*What the exercise asks*
Arrange the entries below as a numbered list, omitting any blank lines.

*Data shown*
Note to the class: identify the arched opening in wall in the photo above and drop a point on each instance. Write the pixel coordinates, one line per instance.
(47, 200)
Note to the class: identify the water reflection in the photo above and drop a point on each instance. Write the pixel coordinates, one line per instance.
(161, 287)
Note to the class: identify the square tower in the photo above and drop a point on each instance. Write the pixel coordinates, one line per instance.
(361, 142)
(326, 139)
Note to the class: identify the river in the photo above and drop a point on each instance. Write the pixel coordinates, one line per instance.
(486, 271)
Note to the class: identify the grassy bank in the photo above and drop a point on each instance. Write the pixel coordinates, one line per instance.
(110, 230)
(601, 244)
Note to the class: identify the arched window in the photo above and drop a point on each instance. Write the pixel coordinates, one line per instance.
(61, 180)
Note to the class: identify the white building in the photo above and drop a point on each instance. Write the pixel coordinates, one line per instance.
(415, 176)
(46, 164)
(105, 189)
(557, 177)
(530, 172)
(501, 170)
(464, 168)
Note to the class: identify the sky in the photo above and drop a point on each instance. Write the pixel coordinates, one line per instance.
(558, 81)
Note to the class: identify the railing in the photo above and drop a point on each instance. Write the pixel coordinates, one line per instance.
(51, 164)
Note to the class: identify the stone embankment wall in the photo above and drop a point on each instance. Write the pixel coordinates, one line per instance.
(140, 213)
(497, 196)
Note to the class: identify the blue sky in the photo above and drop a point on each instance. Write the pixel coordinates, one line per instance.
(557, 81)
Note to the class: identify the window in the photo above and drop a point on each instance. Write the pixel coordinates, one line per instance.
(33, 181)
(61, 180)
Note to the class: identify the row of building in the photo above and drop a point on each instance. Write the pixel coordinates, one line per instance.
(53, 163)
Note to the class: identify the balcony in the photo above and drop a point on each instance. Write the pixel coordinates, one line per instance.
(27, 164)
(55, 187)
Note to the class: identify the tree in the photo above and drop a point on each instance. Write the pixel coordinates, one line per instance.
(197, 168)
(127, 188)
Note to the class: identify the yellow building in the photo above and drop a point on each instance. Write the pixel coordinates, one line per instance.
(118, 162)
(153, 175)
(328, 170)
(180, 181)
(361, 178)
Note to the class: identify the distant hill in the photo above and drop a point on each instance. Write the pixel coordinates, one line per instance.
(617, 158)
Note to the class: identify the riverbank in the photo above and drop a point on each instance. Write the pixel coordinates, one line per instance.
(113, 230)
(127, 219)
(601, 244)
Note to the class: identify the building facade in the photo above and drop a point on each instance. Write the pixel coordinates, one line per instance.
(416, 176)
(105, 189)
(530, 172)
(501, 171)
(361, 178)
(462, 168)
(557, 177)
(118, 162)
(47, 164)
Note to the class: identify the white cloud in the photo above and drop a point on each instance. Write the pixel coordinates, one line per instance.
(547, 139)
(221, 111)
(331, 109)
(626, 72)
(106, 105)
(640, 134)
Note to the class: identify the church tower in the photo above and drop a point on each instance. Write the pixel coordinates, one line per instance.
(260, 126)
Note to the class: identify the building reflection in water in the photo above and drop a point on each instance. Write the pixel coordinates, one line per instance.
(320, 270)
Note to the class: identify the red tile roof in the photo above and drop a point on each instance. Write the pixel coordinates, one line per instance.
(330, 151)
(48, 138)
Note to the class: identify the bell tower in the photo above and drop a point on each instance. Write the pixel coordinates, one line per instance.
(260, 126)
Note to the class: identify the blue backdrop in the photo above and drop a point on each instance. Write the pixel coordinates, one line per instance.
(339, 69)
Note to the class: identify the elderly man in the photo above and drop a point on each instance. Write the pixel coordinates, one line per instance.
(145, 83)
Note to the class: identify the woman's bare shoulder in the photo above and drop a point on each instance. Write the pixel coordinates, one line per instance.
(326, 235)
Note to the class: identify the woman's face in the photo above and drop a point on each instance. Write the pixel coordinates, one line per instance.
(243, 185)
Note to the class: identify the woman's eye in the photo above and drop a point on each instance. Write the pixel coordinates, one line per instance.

*Answer for this exercise*
1. Note to the class: identify the arched opening in wall in the photo above and drop a point on each instance. Write the pixel coordinates, one line per instance.
2. (47, 200)
3. Note to the class: identify the water reflection in the photo above and drop a point on each instance. Write the pixel coordinates, one line per instance.
4. (161, 287)
5. Note to the class: identify the square tower in the photo above and drop a point on each instance. Write the pixel coordinates, one line per instance.
6. (361, 142)
7. (326, 139)
8. Note to the class: identify the river in the photo above and drop a point on each instance. Write the pixel coordinates, one line per instance.
9. (486, 271)
10. Note to the class: identify the grassy bank in the photo above and drop a point on each instance. Write the pixel coordinates, one line per instance.
11. (110, 230)
12. (601, 244)
13. Note to the class: identify the arched window in the photo above and drop a point on each instance. Write the pixel coordinates, one line per instance.
14. (61, 180)
15. Note to the class: identify the white building in the photo above and drop a point on each instance. Write the pixel coordinates, one line per instance.
16. (415, 176)
17. (46, 164)
18. (105, 189)
19. (557, 177)
20. (530, 172)
21. (501, 170)
22. (464, 168)
23. Note to the class: identify the sky in the photo above and drop a point on each instance. Write the pixel coordinates, one line per instance.
24. (558, 81)
25. Note to the class: identify the railing in the photo above and drop a point on each instance. Write the pixel coordinates, one line per instance.
26. (51, 164)
27. Note to the class: identify the stone embankment wall in the photo above and drop a point on each instance. Write the pixel coordinates, one line per instance.
28. (140, 213)
29. (497, 196)
30. Note to the class: identify the blue sky in the photo above and drop a point on each instance. Write the pixel coordinates, one line per instance.
31. (557, 81)
32. Note to the class: identify the window in the photo above and drop a point on each instance. Write the pixel coordinates, one line per instance.
33. (33, 181)
34. (61, 180)
35. Note to the class: identify the row of building in the photo above and drop a point on each instance. Write the pixel coordinates, one line per instance.
36. (53, 163)
37. Note to the class: identify the balcony in the photo above and drop a point on each instance. Write the pixel coordinates, one line per instance.
38. (27, 164)
39. (55, 187)
40. Note to the class: identify the tree in the photo above and drop a point on each instance. Write the pixel coordinates, one line per instance.
41. (197, 168)
42. (127, 188)
43. Note to the class: identify the yellow building in the photo above and drop a point on each instance. Write the pixel coordinates, one line per instance.
44. (118, 162)
45. (153, 175)
46. (328, 170)
47. (180, 181)
48. (361, 178)
49. Note to the class: identify the distant hill in the photo above and drop a point on each instance. Write the pixel coordinates, one line per instance.
50. (617, 158)
51. Note to the class: identify the riverbank in the photo above and drop a point on each instance. Write the pixel coordinates, one line per instance.
52. (113, 230)
53. (127, 219)
54. (601, 244)
55. Note to the class: identify the building facade in the photo above and drop a point on each instance. Write the pixel coordinates, one line per instance.
56. (416, 176)
57. (105, 189)
58. (530, 172)
59. (501, 171)
60. (361, 178)
61. (462, 168)
62. (557, 177)
63. (118, 162)
64. (47, 164)
65. Note to the class: identify the white cloud in the photo above and drop a point on each instance. Write the pixel coordinates, one line per instance.
66. (547, 139)
67. (221, 111)
68. (331, 109)
69. (626, 72)
70. (106, 105)
71. (640, 134)
72. Note to the class: identify the church tower in the photo above and drop a point on each instance. Write the pixel coordinates, one line per instance.
73. (260, 126)
74. Note to the class: identify the building reflection in water in the photo above and drop a point on each instance. Write the pixel coordinates, one line per instance.
75. (320, 270)
76. Note to the class: identify the red tile roof in the photo above and drop a point on each instance. Write the pixel coordinates, one line per instance.
77. (330, 151)
78. (48, 138)
79. Note to the class: identify the bell tower in the photo above and drop a point on each instance. Write the pixel coordinates, one line per instance.
80. (260, 126)
81. Note to the class: identify the blue backdrop in the photo above and drop a point on each instance. Write the pixel coordinates, one line per instance.
82. (339, 69)
83. Note to the class: identify the elderly man in the photo above and drop a point on each instance. Write the pixel coordinates, one line per instance.
84. (145, 83)
85. Note to the class: identify the woman's bare shoulder in the photo above and drop a point on each instance. Write the pixel coordinates, one line per instance.
86. (326, 235)
87. Note to the class: identify the woman's face in the photo above and drop a point on each instance. Write the pixel coordinates, one line per instance.
88. (243, 185)
89. Note to the class: identify the woman's eye in the photo above and drop a point on each instance. Write the pixel coordinates, one line per instance.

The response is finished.